## start Provided records
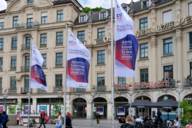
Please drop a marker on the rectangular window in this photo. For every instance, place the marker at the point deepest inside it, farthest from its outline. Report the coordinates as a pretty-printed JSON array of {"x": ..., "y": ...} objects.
[
  {"x": 144, "y": 50},
  {"x": 81, "y": 36},
  {"x": 59, "y": 38},
  {"x": 29, "y": 21},
  {"x": 100, "y": 80},
  {"x": 44, "y": 55},
  {"x": 13, "y": 83},
  {"x": 168, "y": 72},
  {"x": 15, "y": 21},
  {"x": 58, "y": 80},
  {"x": 190, "y": 9},
  {"x": 60, "y": 15},
  {"x": 26, "y": 83},
  {"x": 1, "y": 24},
  {"x": 103, "y": 15},
  {"x": 13, "y": 63},
  {"x": 59, "y": 59},
  {"x": 167, "y": 16},
  {"x": 144, "y": 76},
  {"x": 143, "y": 23},
  {"x": 167, "y": 47},
  {"x": 82, "y": 18},
  {"x": 27, "y": 42},
  {"x": 122, "y": 80},
  {"x": 100, "y": 33},
  {"x": 1, "y": 63},
  {"x": 1, "y": 44},
  {"x": 101, "y": 57},
  {"x": 44, "y": 19},
  {"x": 190, "y": 40},
  {"x": 14, "y": 43},
  {"x": 43, "y": 40}
]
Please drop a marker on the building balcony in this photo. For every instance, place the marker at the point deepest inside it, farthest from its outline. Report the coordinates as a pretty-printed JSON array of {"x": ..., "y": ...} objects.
[
  {"x": 77, "y": 90},
  {"x": 24, "y": 68},
  {"x": 27, "y": 25},
  {"x": 25, "y": 47},
  {"x": 101, "y": 88}
]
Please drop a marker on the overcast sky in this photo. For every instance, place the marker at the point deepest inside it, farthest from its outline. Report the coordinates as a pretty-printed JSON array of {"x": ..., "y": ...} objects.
[{"x": 89, "y": 3}]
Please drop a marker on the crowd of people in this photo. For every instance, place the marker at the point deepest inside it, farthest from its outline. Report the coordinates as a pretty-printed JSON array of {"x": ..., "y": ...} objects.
[{"x": 147, "y": 122}]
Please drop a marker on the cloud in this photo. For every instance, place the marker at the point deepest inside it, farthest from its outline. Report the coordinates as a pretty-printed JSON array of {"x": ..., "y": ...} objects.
[{"x": 3, "y": 5}]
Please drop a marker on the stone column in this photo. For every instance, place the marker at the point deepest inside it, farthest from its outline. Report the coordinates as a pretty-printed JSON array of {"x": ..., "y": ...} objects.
[
  {"x": 152, "y": 59},
  {"x": 178, "y": 56}
]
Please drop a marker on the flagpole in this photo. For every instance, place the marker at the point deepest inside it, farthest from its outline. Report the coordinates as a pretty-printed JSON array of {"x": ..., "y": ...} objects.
[
  {"x": 29, "y": 89},
  {"x": 65, "y": 82},
  {"x": 112, "y": 67}
]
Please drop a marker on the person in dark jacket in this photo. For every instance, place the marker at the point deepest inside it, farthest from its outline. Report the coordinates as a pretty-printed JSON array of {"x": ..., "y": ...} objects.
[
  {"x": 5, "y": 119},
  {"x": 129, "y": 123},
  {"x": 68, "y": 120}
]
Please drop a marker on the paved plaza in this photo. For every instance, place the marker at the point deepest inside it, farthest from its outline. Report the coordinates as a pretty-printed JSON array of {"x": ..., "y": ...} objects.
[{"x": 83, "y": 124}]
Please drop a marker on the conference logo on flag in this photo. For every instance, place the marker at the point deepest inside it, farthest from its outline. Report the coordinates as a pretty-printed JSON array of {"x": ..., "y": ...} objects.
[
  {"x": 78, "y": 63},
  {"x": 126, "y": 44},
  {"x": 38, "y": 79}
]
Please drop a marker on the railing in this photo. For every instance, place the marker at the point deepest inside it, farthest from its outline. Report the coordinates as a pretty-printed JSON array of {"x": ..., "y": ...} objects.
[
  {"x": 144, "y": 85},
  {"x": 25, "y": 47},
  {"x": 27, "y": 25},
  {"x": 101, "y": 88},
  {"x": 25, "y": 69}
]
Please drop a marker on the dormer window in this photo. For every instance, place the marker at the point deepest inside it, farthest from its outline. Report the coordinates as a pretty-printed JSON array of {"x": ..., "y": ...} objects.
[
  {"x": 103, "y": 15},
  {"x": 82, "y": 18},
  {"x": 29, "y": 2}
]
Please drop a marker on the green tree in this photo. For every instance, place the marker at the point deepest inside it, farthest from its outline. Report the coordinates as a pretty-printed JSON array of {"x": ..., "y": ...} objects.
[{"x": 187, "y": 111}]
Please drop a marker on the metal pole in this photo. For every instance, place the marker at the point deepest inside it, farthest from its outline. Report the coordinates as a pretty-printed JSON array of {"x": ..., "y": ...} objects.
[
  {"x": 112, "y": 67},
  {"x": 65, "y": 82},
  {"x": 29, "y": 89}
]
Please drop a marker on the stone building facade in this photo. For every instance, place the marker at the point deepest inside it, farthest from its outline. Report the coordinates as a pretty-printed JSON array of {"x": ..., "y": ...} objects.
[{"x": 164, "y": 61}]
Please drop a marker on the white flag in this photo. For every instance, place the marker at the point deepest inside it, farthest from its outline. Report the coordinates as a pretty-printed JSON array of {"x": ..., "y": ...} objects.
[
  {"x": 126, "y": 43},
  {"x": 78, "y": 62},
  {"x": 37, "y": 79}
]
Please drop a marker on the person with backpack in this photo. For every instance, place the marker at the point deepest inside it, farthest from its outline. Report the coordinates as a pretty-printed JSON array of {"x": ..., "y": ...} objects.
[
  {"x": 42, "y": 119},
  {"x": 5, "y": 119},
  {"x": 59, "y": 121}
]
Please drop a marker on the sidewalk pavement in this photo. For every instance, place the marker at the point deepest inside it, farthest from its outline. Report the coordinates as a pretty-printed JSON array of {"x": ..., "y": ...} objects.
[{"x": 80, "y": 123}]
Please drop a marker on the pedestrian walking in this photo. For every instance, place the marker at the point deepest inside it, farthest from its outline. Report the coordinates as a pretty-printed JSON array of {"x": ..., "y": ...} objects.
[
  {"x": 68, "y": 120},
  {"x": 129, "y": 123},
  {"x": 42, "y": 119},
  {"x": 58, "y": 121}
]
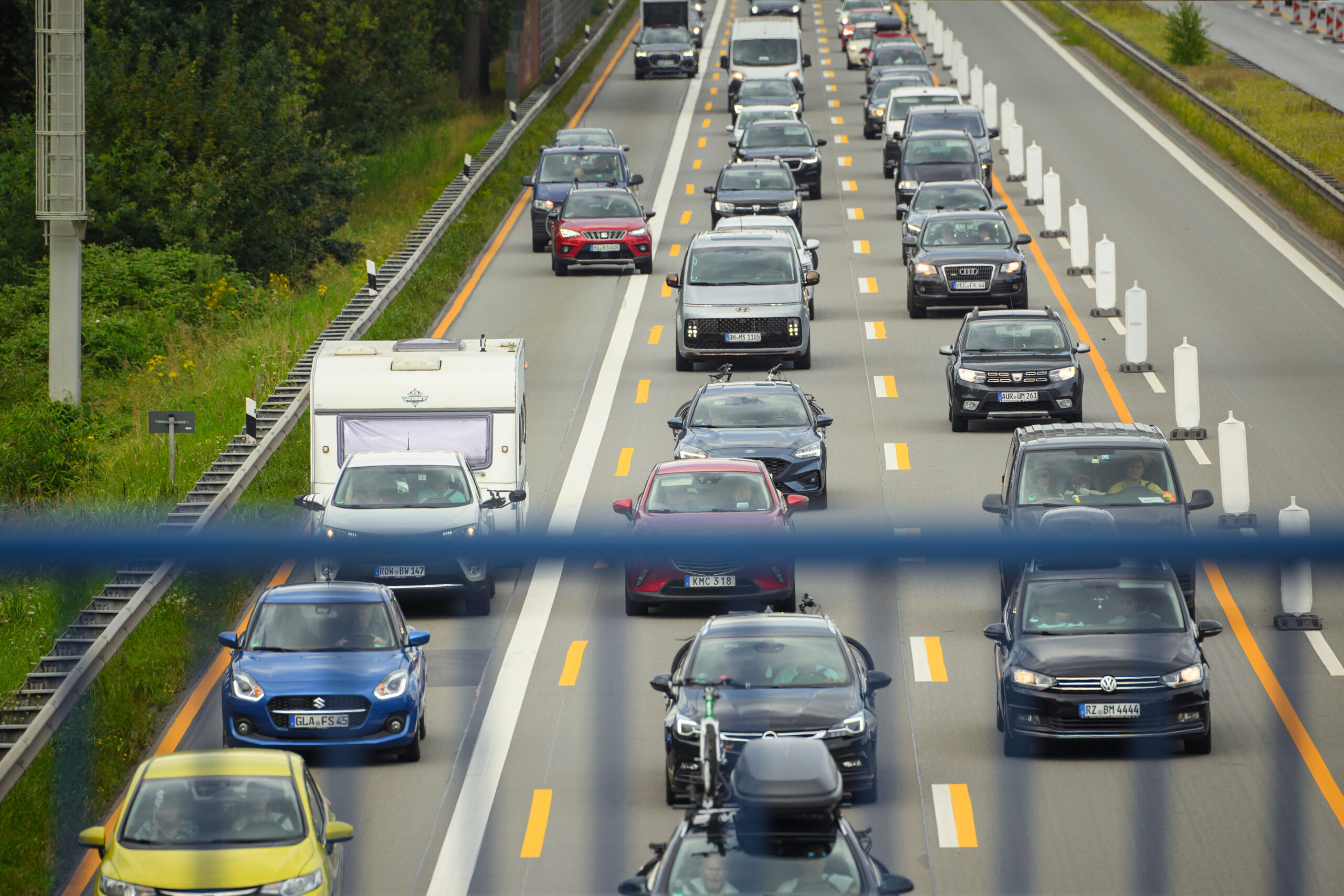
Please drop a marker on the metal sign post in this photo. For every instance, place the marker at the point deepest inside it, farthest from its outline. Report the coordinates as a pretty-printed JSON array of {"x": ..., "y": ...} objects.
[{"x": 172, "y": 422}]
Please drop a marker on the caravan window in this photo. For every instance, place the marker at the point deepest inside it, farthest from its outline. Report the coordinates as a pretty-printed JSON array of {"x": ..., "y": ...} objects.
[{"x": 466, "y": 433}]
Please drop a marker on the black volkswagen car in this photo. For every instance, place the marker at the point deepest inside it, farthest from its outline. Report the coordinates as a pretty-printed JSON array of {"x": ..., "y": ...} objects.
[
  {"x": 792, "y": 141},
  {"x": 773, "y": 422},
  {"x": 785, "y": 675},
  {"x": 1014, "y": 366},
  {"x": 756, "y": 188},
  {"x": 965, "y": 258},
  {"x": 1101, "y": 653}
]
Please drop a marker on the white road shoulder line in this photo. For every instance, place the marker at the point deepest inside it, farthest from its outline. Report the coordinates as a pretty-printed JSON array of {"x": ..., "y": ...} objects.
[{"x": 461, "y": 847}]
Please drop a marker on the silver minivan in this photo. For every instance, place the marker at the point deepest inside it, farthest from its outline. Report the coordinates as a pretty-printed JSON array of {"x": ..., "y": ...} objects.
[{"x": 741, "y": 294}]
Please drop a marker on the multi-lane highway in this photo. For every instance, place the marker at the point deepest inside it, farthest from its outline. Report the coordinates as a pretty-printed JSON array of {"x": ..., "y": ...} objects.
[{"x": 519, "y": 715}]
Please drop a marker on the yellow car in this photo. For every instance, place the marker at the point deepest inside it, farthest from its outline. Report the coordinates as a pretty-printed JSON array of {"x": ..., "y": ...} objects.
[{"x": 246, "y": 820}]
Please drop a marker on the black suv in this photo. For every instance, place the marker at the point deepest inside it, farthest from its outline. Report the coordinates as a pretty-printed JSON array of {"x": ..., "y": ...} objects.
[
  {"x": 756, "y": 188},
  {"x": 965, "y": 258},
  {"x": 1014, "y": 366},
  {"x": 1122, "y": 468},
  {"x": 786, "y": 673},
  {"x": 1101, "y": 653},
  {"x": 773, "y": 422},
  {"x": 791, "y": 141}
]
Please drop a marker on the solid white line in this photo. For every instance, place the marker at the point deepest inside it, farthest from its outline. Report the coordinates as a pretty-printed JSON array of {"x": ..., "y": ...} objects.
[
  {"x": 1324, "y": 652},
  {"x": 1238, "y": 207},
  {"x": 471, "y": 815}
]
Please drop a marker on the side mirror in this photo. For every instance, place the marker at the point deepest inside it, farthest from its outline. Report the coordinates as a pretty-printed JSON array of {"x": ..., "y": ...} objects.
[
  {"x": 994, "y": 503},
  {"x": 1201, "y": 499},
  {"x": 339, "y": 832}
]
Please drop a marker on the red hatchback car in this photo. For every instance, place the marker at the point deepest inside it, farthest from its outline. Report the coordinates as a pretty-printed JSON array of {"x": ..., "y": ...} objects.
[
  {"x": 699, "y": 498},
  {"x": 601, "y": 226}
]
## end Provided records
## Short task
Look above for the line that holds "Please drop a marker on the silver", then copy it and each line after it exactly, through the last line of the data.

## Exercise answer
Please drop a marker on the silver minivan in this photo. For every instance, place the marker at the point deepest inside it, farthest from its outline. Report the coordinates as a pretty-printed JSON array of {"x": ..., "y": ...} objects.
[{"x": 741, "y": 294}]
Please drop a marker on the multi-lane highway in this photo. For every instance, place the marker at the point deepest inside it, farthest from its outline. Report the coordinates as a pretty-printed JSON array of {"x": ..., "y": ...} objects.
[{"x": 519, "y": 715}]
Please drop a marker on the yellow car in this photo. For every instance, place the marker at the point deepest inside it, farthest from its outline. Report the coordinates as a pretty-printed JSON array of {"x": ..., "y": ...} objects.
[{"x": 246, "y": 820}]
Please drop a marker on the black suv in this photo. For every instance, place the marker at the point deepest inside it, farthest from its outline. Report the coordinates as a pretty-printed JSON array of {"x": ..., "y": ...} objects.
[
  {"x": 756, "y": 188},
  {"x": 965, "y": 258},
  {"x": 1014, "y": 366},
  {"x": 1122, "y": 468},
  {"x": 786, "y": 673},
  {"x": 1101, "y": 653},
  {"x": 773, "y": 422},
  {"x": 791, "y": 141}
]
Please drop a marker on the solid white line in this photo. For every instance, place the marker at the point deepest inside it, farthest from its outline. Report the coordinates as a pretty-printed JSON array of {"x": ..., "y": ...} objects.
[
  {"x": 1324, "y": 652},
  {"x": 1238, "y": 207},
  {"x": 471, "y": 815}
]
Please drop a marker on the side mirror in this photo. For every instance, place the marker at the point deepest inside it, farthest from its outline. Report the coordinates as a pretty-printed JSON array of {"x": ..., "y": ...} objects.
[
  {"x": 994, "y": 503},
  {"x": 1201, "y": 499},
  {"x": 339, "y": 832}
]
Please drop a marker on the red hatchback car in this photo. For every instance, place the marker at the point deepest inside it, farthest from its outline. Report the coordinates as a pretty-printed JSON array of {"x": ..., "y": ...} objects.
[
  {"x": 699, "y": 498},
  {"x": 601, "y": 226}
]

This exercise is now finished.